Dataset entries:
········

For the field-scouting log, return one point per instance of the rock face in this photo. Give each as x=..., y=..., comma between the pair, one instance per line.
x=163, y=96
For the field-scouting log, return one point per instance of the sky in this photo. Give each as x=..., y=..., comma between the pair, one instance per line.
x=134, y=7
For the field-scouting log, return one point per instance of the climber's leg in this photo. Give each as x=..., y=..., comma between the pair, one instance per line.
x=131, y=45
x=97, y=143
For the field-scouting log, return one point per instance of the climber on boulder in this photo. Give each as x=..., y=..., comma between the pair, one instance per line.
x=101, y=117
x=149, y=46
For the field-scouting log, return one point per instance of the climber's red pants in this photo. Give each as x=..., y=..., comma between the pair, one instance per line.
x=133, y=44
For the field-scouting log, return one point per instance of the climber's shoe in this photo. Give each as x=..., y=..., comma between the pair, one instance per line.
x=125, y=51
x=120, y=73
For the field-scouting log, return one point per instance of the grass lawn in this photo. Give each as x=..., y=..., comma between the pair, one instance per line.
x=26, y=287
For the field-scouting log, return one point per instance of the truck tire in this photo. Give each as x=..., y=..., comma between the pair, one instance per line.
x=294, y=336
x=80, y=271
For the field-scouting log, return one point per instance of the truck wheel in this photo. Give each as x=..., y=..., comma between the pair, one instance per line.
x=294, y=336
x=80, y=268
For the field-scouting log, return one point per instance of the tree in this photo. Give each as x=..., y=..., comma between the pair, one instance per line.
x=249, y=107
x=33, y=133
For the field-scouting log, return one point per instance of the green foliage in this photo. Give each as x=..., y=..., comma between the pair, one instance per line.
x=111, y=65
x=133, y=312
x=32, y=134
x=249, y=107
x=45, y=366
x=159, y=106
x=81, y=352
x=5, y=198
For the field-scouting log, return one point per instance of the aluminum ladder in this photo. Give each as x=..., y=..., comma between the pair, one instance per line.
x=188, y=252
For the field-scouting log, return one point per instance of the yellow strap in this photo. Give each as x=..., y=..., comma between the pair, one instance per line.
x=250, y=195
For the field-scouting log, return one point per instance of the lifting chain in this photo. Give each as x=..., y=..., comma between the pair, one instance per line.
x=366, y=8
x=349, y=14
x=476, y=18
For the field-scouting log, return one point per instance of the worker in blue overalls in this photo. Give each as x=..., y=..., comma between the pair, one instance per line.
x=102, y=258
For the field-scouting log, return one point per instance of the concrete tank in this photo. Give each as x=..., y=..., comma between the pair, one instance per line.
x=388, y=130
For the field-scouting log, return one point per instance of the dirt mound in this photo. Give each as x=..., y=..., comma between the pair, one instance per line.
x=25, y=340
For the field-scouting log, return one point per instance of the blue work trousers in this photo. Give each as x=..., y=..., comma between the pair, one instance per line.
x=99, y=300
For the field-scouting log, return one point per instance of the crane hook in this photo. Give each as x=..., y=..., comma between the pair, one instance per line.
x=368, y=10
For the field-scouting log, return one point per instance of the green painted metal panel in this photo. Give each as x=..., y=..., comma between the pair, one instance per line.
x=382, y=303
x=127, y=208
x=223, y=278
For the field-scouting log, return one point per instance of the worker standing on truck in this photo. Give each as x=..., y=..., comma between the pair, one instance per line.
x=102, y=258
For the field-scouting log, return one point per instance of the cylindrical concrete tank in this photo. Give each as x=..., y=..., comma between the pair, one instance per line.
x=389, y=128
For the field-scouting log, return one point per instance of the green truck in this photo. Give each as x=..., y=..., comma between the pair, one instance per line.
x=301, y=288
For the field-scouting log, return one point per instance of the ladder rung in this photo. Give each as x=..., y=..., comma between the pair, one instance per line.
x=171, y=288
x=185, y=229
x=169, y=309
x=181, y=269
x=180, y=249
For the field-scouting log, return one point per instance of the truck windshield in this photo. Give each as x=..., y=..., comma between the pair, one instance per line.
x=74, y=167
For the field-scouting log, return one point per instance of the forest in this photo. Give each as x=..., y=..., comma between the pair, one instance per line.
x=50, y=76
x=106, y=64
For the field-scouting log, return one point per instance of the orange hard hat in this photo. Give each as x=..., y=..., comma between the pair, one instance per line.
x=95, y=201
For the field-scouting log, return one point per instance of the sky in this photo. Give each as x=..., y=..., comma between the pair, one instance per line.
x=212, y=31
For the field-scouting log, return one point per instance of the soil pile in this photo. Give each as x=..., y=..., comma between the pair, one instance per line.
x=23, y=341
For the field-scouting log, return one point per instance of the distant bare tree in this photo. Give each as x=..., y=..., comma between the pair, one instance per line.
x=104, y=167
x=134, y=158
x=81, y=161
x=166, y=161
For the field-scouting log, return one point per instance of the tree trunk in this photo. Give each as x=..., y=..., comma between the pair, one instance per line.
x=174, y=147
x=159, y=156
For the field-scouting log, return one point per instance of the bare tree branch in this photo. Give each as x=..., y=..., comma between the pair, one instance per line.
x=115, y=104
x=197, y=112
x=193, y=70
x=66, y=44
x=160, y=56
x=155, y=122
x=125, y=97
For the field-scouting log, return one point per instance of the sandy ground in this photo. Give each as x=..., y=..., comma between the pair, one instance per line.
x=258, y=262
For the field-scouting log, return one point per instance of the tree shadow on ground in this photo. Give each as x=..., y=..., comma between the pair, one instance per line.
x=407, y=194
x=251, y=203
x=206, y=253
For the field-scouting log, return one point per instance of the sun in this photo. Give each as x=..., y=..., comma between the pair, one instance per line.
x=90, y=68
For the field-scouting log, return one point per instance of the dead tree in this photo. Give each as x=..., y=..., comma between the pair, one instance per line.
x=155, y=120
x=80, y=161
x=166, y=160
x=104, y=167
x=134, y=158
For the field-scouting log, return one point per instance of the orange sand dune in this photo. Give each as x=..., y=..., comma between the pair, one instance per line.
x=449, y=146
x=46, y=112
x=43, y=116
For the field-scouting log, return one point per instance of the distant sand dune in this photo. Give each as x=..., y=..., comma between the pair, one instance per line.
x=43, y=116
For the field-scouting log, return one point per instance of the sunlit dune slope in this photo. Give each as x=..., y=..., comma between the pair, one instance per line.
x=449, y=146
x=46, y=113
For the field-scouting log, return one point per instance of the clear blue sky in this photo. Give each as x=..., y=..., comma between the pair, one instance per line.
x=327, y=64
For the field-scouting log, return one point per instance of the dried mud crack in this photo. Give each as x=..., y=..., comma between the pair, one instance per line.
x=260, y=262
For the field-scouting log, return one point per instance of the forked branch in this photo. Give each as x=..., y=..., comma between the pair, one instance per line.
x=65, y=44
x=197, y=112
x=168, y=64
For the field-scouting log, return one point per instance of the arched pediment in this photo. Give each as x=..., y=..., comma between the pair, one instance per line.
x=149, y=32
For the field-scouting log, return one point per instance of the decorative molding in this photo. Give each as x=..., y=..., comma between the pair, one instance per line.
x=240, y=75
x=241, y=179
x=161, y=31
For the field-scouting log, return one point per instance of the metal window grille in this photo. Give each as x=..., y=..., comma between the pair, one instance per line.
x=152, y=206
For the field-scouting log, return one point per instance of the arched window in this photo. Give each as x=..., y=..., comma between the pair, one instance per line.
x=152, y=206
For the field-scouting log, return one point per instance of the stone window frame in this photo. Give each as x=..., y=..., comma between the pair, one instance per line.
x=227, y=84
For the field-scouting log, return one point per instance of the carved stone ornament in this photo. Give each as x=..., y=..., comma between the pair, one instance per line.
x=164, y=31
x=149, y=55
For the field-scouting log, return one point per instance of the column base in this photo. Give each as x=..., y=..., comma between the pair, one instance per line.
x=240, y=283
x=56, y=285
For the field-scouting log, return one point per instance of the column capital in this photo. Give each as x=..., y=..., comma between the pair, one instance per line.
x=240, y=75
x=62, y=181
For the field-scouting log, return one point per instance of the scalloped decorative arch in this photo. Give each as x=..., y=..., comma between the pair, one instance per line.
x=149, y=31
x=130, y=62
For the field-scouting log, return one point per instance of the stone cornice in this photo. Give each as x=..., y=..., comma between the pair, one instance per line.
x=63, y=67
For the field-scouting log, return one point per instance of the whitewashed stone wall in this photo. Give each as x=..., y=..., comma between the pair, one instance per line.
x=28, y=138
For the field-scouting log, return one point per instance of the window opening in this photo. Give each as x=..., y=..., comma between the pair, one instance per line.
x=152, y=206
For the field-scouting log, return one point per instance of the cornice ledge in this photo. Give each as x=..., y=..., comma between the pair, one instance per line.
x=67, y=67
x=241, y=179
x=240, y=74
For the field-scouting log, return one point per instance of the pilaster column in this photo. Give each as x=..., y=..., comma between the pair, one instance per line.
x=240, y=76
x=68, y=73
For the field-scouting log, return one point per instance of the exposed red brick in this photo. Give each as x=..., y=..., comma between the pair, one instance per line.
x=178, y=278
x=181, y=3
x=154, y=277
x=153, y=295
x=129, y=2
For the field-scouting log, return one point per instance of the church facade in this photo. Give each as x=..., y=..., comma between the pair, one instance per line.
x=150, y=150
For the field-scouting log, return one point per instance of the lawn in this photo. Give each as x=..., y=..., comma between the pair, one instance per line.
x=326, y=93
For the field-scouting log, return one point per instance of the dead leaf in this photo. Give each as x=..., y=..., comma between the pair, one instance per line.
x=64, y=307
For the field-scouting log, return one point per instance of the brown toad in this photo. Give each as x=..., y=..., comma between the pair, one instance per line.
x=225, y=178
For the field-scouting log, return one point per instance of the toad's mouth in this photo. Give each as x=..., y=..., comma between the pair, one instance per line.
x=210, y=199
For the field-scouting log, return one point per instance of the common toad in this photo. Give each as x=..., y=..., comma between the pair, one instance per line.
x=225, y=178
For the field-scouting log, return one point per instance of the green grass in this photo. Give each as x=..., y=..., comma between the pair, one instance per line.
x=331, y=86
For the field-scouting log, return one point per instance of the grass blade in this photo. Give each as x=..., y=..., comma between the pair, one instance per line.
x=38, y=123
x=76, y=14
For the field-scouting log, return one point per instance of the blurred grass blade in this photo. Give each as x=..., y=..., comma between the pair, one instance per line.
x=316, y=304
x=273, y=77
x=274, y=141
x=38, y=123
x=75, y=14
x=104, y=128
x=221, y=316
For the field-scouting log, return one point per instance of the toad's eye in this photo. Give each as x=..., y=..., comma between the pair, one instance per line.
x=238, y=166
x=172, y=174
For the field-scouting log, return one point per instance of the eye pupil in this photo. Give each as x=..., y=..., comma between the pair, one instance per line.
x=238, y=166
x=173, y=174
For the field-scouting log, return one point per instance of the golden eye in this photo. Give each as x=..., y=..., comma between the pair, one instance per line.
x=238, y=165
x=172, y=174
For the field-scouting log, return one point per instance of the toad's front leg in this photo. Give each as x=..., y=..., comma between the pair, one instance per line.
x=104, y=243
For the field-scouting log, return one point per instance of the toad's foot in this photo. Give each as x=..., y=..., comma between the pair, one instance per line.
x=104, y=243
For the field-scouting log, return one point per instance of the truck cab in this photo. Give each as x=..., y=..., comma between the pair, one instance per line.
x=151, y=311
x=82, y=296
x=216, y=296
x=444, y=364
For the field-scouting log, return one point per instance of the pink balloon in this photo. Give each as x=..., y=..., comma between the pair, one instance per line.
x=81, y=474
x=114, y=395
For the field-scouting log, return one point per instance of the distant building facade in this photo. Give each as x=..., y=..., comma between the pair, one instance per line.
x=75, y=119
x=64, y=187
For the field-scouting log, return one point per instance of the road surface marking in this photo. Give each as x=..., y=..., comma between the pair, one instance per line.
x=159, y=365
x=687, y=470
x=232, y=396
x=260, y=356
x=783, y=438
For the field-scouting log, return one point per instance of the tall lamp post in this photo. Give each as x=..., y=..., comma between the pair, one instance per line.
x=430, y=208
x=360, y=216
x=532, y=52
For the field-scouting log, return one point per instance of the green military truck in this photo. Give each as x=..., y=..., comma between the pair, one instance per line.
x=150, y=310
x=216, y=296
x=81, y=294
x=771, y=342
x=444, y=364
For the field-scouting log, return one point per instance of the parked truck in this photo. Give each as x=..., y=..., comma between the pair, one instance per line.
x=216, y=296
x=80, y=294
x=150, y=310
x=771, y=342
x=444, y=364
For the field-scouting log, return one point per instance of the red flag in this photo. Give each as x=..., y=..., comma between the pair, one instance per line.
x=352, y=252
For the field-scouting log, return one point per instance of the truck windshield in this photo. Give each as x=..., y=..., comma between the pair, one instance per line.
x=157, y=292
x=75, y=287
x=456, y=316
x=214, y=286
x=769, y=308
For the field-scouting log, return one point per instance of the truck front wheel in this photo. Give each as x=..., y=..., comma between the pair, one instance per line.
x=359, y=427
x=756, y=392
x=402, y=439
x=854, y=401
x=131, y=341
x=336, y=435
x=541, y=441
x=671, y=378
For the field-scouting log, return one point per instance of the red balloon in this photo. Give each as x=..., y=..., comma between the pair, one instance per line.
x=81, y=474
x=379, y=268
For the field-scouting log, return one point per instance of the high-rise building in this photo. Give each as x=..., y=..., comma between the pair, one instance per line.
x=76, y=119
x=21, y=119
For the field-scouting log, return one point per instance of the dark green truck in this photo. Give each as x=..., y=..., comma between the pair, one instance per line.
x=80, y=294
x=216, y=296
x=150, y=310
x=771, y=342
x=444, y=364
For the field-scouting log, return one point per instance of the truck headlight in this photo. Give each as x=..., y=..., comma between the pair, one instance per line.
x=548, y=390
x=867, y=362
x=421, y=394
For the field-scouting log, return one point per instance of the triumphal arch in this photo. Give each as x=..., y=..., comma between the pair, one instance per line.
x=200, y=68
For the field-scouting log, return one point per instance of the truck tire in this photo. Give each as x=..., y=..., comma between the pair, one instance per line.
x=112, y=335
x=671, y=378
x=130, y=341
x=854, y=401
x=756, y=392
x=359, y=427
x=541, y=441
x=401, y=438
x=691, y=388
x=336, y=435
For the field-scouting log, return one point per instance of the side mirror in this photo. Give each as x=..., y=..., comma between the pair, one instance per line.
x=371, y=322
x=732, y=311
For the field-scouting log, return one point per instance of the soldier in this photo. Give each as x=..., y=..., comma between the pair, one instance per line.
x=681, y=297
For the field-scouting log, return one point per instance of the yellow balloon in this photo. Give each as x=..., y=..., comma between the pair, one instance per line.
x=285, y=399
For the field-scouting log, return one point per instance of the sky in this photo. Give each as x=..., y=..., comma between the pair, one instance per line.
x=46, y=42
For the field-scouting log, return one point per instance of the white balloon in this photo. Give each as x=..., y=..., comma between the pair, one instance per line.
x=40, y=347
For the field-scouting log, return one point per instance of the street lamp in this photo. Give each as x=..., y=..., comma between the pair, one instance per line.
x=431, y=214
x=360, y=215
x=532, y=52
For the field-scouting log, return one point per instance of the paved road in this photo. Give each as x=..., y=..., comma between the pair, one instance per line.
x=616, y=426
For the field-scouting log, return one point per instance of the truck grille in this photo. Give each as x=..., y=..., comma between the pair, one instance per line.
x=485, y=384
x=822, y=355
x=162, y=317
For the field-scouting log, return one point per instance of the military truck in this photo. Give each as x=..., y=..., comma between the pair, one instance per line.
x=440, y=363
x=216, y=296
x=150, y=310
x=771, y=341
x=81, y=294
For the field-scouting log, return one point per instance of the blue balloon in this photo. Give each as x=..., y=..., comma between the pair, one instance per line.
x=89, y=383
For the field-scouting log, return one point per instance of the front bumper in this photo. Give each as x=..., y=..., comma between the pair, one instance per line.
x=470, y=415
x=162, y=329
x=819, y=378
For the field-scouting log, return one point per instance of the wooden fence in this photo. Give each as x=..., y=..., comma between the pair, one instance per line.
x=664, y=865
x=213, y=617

········

Reproduce only the lines between the line containing "of the wooden" and the last line of the records, those two lines included, exactly.

ANSWER TO THIS PROBLEM:
For the field-scouting log, return one point per instance of the wooden fence in this photo. Give each as x=..., y=..., comma between the pair, one instance per line.
x=664, y=865
x=213, y=617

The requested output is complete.